Canalblog
Editer l'article Suivre ce blog Administration + Créer mon blog
Publicité
AMOUR TROUBADOUR EN CHANTANT
AMOUR TROUBADOUR EN CHANTANT
AMOUR TROUBADOUR EN CHANTANT
  • Quête de connaissances oubliées avec un esprit troubadour. Partage de contes poétiques et de poèmes-chants d'amour, illustrés de photos de nature, pour célébrer l'Amour, la vie et les troubadours.
  • Accueil du blog
  • Créer un blog avec CanalBlog
3 septembre 2010

Question de loutre LTR

J'ai reçu par mail cette réaction à la question que je posais sur les consonnes de LouTRe. Voici ce message:

LTR: l'eau et la terre

La question:
Et demandez-vous plutôt à quoi pourraient correspondre les consonnes L T R car les alphabets "sacrés" (ou religieux si vous préférez) ne comportaient que des consonnes à l'origine, les voyelles n'étaient pas formalisées, elles intervenaient lors de la vocalisation...

[L](ou)TR(e)
On trouve la loutre en Inde du sud. Se pourrait-il que le sanscrit, langue sacrée comme l'hébreu puisse éclairer ta question?
Un homme allant en Inde depuis vingt ans et pratiquant des chants sacrés en sanscrit ("parfait"), m'apprit que le latin dérivait du sanscrit (le grec aussi par conséquent...): il suffisait de comparer comment on prononce les dix premiers chiffres en latin (langue vivante devenue langue "morte" comme le sanscrit, ou plutôt langue sacrée, celle des prêtres) et le sanscrit pour se rendre à l'évidence. Mêmes premières consonnes...
EN SANSCRIT, loutre a plusieurs noms dont niraja (loutre, lotus...) et niraku (rat-d'eau, loutre) qui dérive de la racine nir. (il y a aussi "jaluféu pour dire dire "rat-d'eau" – loutre?)

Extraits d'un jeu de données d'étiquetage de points
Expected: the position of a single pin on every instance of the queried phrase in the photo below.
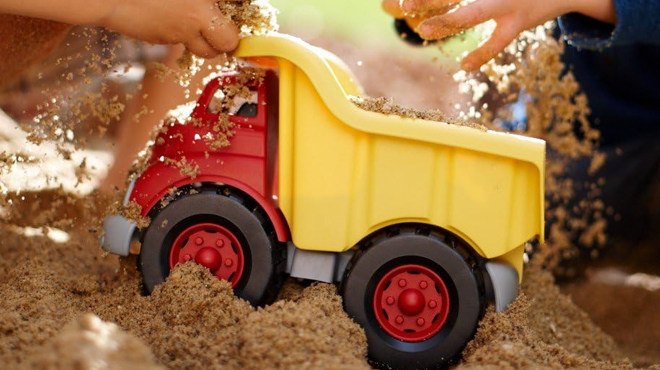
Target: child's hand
(512, 18)
(198, 24)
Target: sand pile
(88, 343)
(20, 50)
(193, 321)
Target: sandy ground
(66, 305)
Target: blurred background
(362, 34)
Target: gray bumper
(505, 283)
(118, 233)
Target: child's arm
(512, 18)
(198, 24)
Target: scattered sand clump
(389, 107)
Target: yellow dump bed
(346, 172)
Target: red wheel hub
(411, 303)
(211, 246)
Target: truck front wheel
(220, 230)
(416, 296)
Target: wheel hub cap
(211, 246)
(411, 303)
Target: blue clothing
(618, 68)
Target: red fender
(154, 184)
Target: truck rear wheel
(221, 231)
(417, 298)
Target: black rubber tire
(407, 34)
(265, 260)
(404, 246)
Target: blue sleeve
(638, 22)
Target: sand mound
(89, 343)
(542, 329)
(194, 321)
(311, 332)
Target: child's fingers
(221, 33)
(503, 35)
(418, 6)
(200, 47)
(461, 19)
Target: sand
(30, 45)
(61, 296)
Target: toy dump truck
(422, 223)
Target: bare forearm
(79, 12)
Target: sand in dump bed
(60, 302)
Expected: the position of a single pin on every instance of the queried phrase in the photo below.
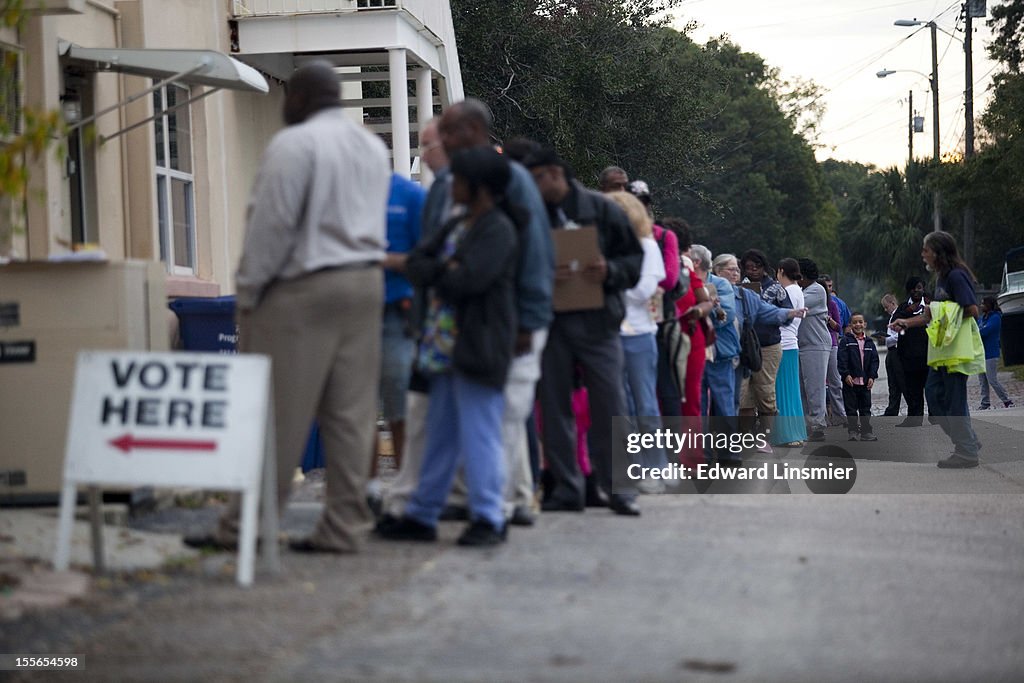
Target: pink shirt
(859, 381)
(670, 254)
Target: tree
(717, 134)
(26, 133)
(764, 187)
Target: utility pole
(936, 211)
(909, 135)
(968, 128)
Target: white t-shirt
(638, 319)
(790, 331)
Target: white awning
(195, 67)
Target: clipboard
(577, 248)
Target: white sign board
(196, 420)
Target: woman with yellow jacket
(955, 308)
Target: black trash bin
(208, 325)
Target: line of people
(479, 335)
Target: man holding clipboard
(597, 257)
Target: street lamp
(971, 9)
(934, 80)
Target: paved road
(712, 587)
(885, 583)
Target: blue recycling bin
(208, 325)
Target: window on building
(175, 183)
(10, 92)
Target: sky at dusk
(841, 45)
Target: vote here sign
(168, 420)
(196, 420)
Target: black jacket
(912, 344)
(849, 358)
(481, 289)
(616, 240)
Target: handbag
(750, 347)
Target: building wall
(229, 131)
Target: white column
(424, 112)
(399, 111)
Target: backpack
(750, 347)
(670, 298)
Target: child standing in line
(858, 366)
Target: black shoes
(957, 462)
(211, 543)
(521, 516)
(624, 506)
(481, 534)
(555, 505)
(307, 546)
(596, 497)
(455, 513)
(404, 528)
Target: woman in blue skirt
(790, 428)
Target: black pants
(670, 397)
(858, 409)
(914, 377)
(894, 371)
(584, 339)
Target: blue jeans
(718, 398)
(720, 383)
(946, 394)
(396, 364)
(640, 384)
(464, 427)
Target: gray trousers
(322, 332)
(813, 373)
(837, 403)
(583, 339)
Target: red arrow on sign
(127, 442)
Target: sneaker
(957, 462)
(481, 534)
(521, 516)
(407, 528)
(455, 513)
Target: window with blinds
(10, 92)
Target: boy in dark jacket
(858, 366)
(465, 348)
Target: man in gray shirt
(815, 347)
(310, 295)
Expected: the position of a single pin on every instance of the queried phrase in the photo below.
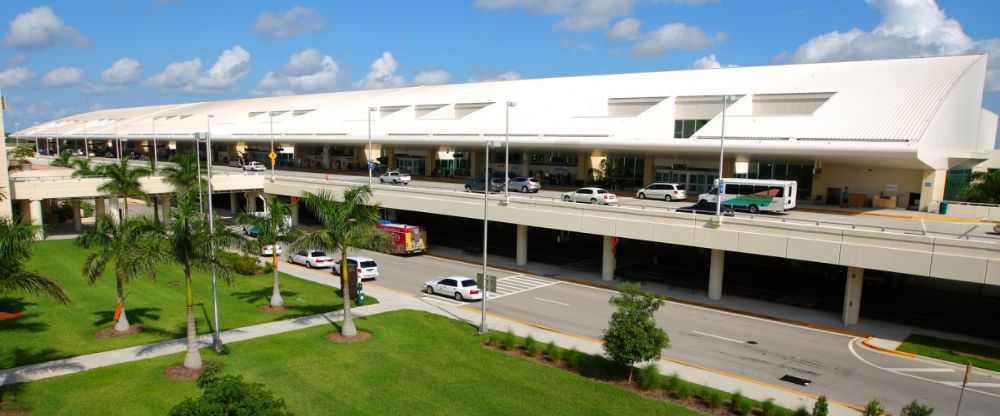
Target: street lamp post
(371, 163)
(722, 149)
(506, 158)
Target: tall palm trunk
(348, 330)
(276, 300)
(122, 324)
(192, 359)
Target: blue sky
(65, 57)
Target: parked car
(311, 258)
(254, 166)
(477, 185)
(461, 288)
(664, 191)
(525, 184)
(271, 250)
(394, 176)
(590, 195)
(366, 267)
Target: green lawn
(415, 363)
(49, 330)
(955, 351)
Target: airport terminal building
(894, 127)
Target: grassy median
(960, 352)
(47, 330)
(415, 363)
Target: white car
(458, 287)
(366, 267)
(311, 258)
(590, 196)
(271, 250)
(254, 166)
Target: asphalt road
(836, 364)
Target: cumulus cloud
(232, 64)
(382, 74)
(291, 22)
(16, 76)
(123, 71)
(432, 77)
(674, 36)
(40, 28)
(306, 71)
(908, 28)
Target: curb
(867, 342)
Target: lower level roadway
(834, 364)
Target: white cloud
(16, 76)
(306, 71)
(65, 75)
(294, 21)
(908, 28)
(232, 64)
(40, 28)
(383, 74)
(625, 29)
(123, 71)
(432, 77)
(674, 36)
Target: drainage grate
(795, 380)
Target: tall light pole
(506, 158)
(371, 163)
(722, 149)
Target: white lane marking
(716, 336)
(850, 347)
(552, 301)
(922, 370)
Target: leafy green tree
(230, 395)
(984, 188)
(123, 181)
(272, 229)
(345, 225)
(133, 246)
(632, 335)
(16, 241)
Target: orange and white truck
(406, 239)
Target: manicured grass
(415, 363)
(48, 330)
(955, 351)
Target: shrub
(554, 352)
(229, 395)
(917, 409)
(649, 377)
(531, 347)
(821, 408)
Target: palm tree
(984, 188)
(62, 160)
(133, 245)
(193, 247)
(345, 225)
(16, 241)
(272, 229)
(123, 181)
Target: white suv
(664, 191)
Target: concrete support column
(852, 295)
(715, 274)
(607, 260)
(522, 244)
(75, 204)
(35, 210)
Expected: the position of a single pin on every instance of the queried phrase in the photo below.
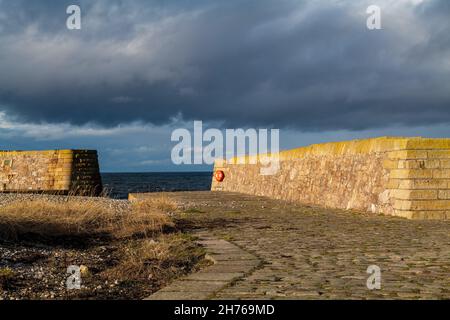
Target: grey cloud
(308, 65)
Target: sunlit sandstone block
(406, 177)
(55, 171)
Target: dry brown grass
(160, 202)
(79, 217)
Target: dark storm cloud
(310, 65)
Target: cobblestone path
(316, 253)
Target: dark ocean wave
(119, 185)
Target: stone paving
(229, 263)
(315, 253)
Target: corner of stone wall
(419, 179)
(85, 176)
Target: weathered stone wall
(407, 177)
(62, 171)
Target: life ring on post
(219, 175)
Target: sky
(139, 69)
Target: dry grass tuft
(160, 259)
(79, 217)
(7, 275)
(160, 202)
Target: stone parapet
(407, 177)
(55, 171)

■ **Consigne rédigée A**:
Traduisez en anglais cette phrase du texte sur la loutre : « On trouve la loutre en Inde du sud. »
■ **Consigne rédigée B**:
D'après le texte sur la loutre, pourquoi vaut-il mieux se demander à quoi pourraient correspondre les consonnes L T R ? Répondez en une à trois phrases.
Ces enregistrements ne servent à rien ici.

■ **Réponse complète A**:
The otter is found in South India.

■ **Réponse complète B**:
Les alphabets « sacrés », ou religieux, ne comportaient à l'origine que des consonnes. Les voyelles n'y étaient pas formalisées et n'intervenaient qu'au moment de la vocalisation.